• **Work to do**: In full and without alteration, give the listing again.

** begin **

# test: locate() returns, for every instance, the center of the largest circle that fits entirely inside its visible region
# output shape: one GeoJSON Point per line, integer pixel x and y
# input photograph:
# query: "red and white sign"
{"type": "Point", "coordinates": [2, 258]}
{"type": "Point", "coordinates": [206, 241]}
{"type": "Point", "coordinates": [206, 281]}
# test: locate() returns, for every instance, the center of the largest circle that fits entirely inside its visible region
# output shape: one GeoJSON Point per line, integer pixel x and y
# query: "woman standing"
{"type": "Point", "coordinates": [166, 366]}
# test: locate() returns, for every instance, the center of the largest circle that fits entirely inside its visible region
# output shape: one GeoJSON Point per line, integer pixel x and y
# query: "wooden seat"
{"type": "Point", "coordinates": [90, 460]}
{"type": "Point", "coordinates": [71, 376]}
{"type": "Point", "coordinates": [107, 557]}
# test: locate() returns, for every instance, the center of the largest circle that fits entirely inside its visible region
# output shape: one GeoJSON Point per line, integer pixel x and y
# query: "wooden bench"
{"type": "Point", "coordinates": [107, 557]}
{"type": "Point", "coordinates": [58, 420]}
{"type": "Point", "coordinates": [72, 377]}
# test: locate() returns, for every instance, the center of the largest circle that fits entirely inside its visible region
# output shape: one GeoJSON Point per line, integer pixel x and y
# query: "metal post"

** end **

• **Task result**:
# test: locate() returns, for every instance, the center of the largest circle that fits entirely inside its visible region
# output shape: one GeoJSON Point per line, integer pixel x and y
# input photograph:
# query: "red and white sign"
{"type": "Point", "coordinates": [2, 258]}
{"type": "Point", "coordinates": [206, 241]}
{"type": "Point", "coordinates": [206, 281]}
# test: locate() returns, for every instance, the center of the largest circle that fits entirely inside its visible region
# output shape: one GeoJSON Point per line, integer pixel x and y
# query: "woman standing"
{"type": "Point", "coordinates": [166, 366]}
# test: locate() returns, for every instance, the center of the largest circle that fits entirely inside its visible region
# output shape: one GeoJSON Point per line, integer pixel x and y
# query: "wooden seat"
{"type": "Point", "coordinates": [90, 460]}
{"type": "Point", "coordinates": [71, 376]}
{"type": "Point", "coordinates": [107, 557]}
# test: locate() returns, for every instance, the center of the largest circle that fits entirely inside its visible region
# output shape: one GeoJSON Point per line, integer pixel x and y
# query: "wooden bench"
{"type": "Point", "coordinates": [107, 557]}
{"type": "Point", "coordinates": [58, 420]}
{"type": "Point", "coordinates": [72, 377]}
# test: locate() returns, for every instance, the center of the largest circle that fits entirely inside its visible region
# output shape: one GeoJSON Point per line, integer pixel x and y
# query: "metal post"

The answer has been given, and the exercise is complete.